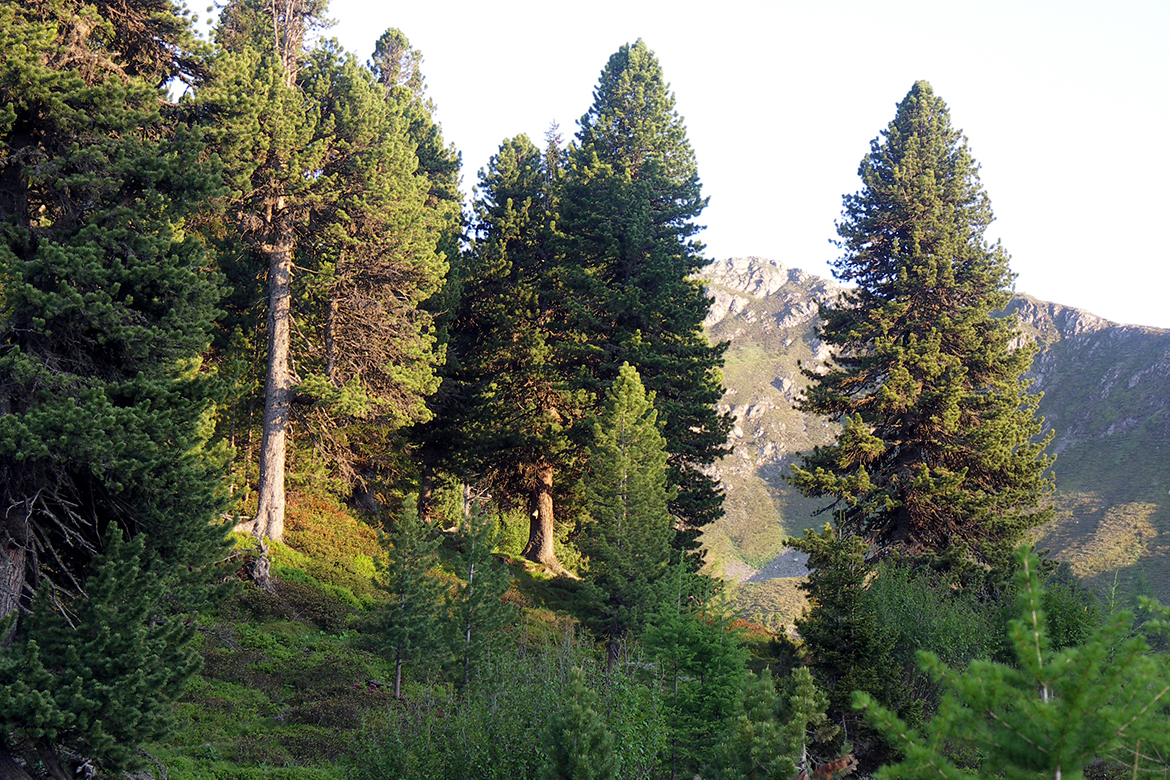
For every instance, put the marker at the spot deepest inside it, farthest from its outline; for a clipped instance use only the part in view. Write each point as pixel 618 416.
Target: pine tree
pixel 516 414
pixel 311 146
pixel 577 745
pixel 701 664
pixel 107 301
pixel 627 537
pixel 1046 715
pixel 411 623
pixel 841 636
pixel 628 212
pixel 771 734
pixel 480 613
pixel 100 682
pixel 938 447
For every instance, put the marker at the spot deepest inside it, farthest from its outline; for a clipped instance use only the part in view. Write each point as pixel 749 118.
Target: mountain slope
pixel 1106 395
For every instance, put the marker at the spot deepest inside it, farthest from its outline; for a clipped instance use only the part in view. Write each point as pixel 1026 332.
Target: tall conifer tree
pixel 311 147
pixel 940 440
pixel 627 539
pixel 107 298
pixel 628 214
pixel 518 409
pixel 105 308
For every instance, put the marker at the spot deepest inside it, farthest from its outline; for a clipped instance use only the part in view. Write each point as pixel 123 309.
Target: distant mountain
pixel 1106 395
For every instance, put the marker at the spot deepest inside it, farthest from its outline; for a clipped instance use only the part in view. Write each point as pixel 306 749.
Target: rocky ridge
pixel 1106 399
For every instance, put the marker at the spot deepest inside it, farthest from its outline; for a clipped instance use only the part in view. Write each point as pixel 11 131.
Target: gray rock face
pixel 1106 399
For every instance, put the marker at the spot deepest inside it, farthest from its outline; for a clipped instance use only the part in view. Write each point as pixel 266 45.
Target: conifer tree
pixel 771 734
pixel 577 745
pixel 479 611
pixel 700 662
pixel 627 537
pixel 938 447
pixel 1046 715
pixel 411 622
pixel 628 212
pixel 311 147
pixel 518 409
pixel 100 683
pixel 107 299
pixel 842 637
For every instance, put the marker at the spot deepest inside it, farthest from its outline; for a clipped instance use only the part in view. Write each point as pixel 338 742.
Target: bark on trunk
pixel 9 770
pixel 277 393
pixel 613 650
pixel 331 337
pixel 13 564
pixel 539 547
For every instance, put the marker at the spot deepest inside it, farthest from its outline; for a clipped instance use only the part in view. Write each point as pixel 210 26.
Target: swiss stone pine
pixel 940 444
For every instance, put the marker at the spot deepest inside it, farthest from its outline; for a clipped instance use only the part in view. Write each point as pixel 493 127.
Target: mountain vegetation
pixel 309 474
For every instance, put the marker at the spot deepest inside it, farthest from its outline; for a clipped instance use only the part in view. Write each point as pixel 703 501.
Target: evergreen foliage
pixel 1046 715
pixel 771 733
pixel 477 607
pixel 107 301
pixel 938 447
pixel 627 537
pixel 700 664
pixel 628 211
pixel 411 622
pixel 517 413
pixel 577 745
pixel 312 145
pixel 91 678
pixel 846 644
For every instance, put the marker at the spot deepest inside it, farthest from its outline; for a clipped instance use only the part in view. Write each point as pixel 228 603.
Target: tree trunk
pixel 613 650
pixel 539 547
pixel 9 770
pixel 13 564
pixel 277 391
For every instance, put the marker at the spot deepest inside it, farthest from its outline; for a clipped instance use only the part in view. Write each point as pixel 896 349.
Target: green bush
pixel 491 730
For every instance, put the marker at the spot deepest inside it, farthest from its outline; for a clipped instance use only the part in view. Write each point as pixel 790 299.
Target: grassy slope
pixel 291 681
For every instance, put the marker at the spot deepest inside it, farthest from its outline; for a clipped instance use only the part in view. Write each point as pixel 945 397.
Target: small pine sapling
pixel 577 744
pixel 1045 716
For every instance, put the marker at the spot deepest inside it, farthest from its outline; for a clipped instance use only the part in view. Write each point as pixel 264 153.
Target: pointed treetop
pixel 633 118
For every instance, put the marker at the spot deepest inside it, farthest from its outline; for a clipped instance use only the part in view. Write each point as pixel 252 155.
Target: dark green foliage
pixel 938 447
pixel 700 665
pixel 577 745
pixel 410 625
pixel 105 302
pixel 628 211
pixel 479 613
pixel 314 145
pixel 627 536
pixel 95 675
pixel 518 412
pixel 1046 715
pixel 844 637
pixel 772 732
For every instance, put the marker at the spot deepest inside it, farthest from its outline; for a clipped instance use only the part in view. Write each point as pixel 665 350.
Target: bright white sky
pixel 1066 105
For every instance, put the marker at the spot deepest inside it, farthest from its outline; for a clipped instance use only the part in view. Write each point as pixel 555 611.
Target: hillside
pixel 1105 397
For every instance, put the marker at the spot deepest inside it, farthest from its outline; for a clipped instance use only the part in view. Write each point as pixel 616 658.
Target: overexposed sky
pixel 1066 107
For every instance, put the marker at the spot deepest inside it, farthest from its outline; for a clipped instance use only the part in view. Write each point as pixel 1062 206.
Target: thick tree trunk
pixel 541 522
pixel 277 392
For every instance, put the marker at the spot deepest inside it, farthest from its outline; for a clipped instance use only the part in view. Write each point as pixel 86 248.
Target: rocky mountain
pixel 1106 397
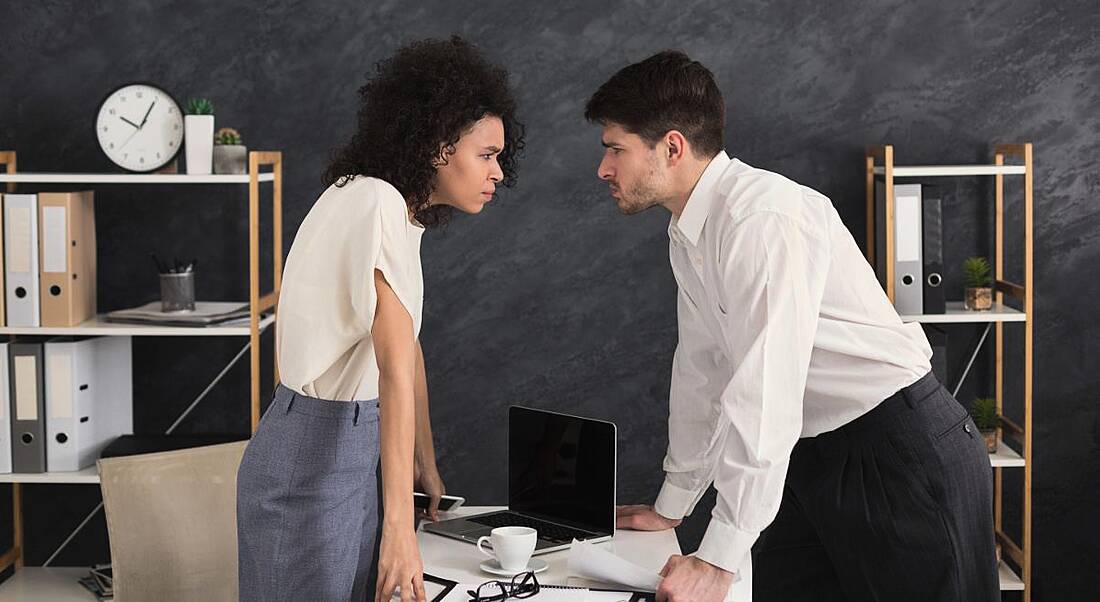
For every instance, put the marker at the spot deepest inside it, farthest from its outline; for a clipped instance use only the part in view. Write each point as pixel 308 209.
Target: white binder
pixel 88 404
pixel 4 412
pixel 21 259
pixel 909 263
pixel 114 376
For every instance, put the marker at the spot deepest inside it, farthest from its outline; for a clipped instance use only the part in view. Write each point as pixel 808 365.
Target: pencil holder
pixel 177 292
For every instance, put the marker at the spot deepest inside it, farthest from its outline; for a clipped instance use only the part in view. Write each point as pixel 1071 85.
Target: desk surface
pixel 458 560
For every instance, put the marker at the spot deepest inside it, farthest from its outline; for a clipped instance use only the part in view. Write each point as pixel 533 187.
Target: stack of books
pixel 205 314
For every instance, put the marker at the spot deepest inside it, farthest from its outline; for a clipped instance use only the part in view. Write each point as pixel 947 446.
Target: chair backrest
pixel 172 521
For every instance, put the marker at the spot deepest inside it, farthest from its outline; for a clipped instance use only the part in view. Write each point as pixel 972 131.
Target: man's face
pixel 634 168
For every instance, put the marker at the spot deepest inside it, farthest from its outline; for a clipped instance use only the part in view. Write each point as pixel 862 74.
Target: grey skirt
pixel 308 502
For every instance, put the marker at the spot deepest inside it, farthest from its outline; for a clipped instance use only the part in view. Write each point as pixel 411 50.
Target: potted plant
pixel 230 154
pixel 983 412
pixel 198 135
pixel 979 293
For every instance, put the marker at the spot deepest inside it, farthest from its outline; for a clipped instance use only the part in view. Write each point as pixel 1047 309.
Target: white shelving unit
pixel 948 171
pixel 99 327
pixel 879 163
pixel 31 177
pixel 46 584
pixel 88 475
pixel 61 583
pixel 957 314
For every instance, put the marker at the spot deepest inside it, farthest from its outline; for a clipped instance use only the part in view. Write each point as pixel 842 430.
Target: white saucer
pixel 535 565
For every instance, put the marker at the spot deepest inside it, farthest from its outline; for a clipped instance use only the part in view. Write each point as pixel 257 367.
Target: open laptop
pixel 561 482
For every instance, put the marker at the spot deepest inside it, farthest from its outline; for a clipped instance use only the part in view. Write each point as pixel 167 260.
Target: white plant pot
pixel 198 142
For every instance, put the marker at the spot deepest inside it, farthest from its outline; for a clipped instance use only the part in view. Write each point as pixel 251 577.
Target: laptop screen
pixel 562 468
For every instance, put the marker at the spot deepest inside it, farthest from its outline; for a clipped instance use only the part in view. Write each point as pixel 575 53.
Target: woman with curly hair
pixel 437 131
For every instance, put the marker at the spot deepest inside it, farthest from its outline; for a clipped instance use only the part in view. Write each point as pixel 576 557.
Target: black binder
pixel 932 219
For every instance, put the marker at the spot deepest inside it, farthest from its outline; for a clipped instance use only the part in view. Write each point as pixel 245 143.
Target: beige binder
pixel 67 253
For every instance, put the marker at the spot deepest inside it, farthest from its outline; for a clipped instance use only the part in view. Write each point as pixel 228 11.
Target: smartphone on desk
pixel 447 503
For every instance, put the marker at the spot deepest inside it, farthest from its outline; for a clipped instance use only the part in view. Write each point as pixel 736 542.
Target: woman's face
pixel 469 177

■ Challenge:
Repeat exactly the lines from the line containing "pixel 251 577." through the last line of the records above, including both, and nothing else.

■ Reply to the exercise:
For every instance, put the marker at the spot deepest inside it, farthest from its outline; for a clipped instance use only the part in view. Write each point as pixel 251 577.
Target: laptop screen
pixel 562 468
For every instance, put the marker at the spot deepest inside it, farthest from its outline; for a clipped instance use only the part in view. Write each point as pixel 575 53.
Target: woman with curly hair
pixel 437 131
For every instance, put the marker at the spot deepest inside it, farthest from its outline; for a clipped instance use only the part in view. Write each point as pixel 576 557.
Target: black binder
pixel 932 219
For every instance, put the marker at the spot deepest inside it, farthest from its outline; for a clipped instance use only the part in view. Write each point as pixel 245 143.
Target: beige binder
pixel 67 253
For every instance, put the marker at the spot deepest inside it, farthest from its outline; for a clipped instance use only the part in view. Write each point as pixel 228 11.
Target: smartphone on desk
pixel 447 503
For every instance, put the marker at the spot deepest inside it, farthest from its outline; for a clipped instance use only the part in view. Write each point as pixel 736 542.
Target: woman's face
pixel 469 177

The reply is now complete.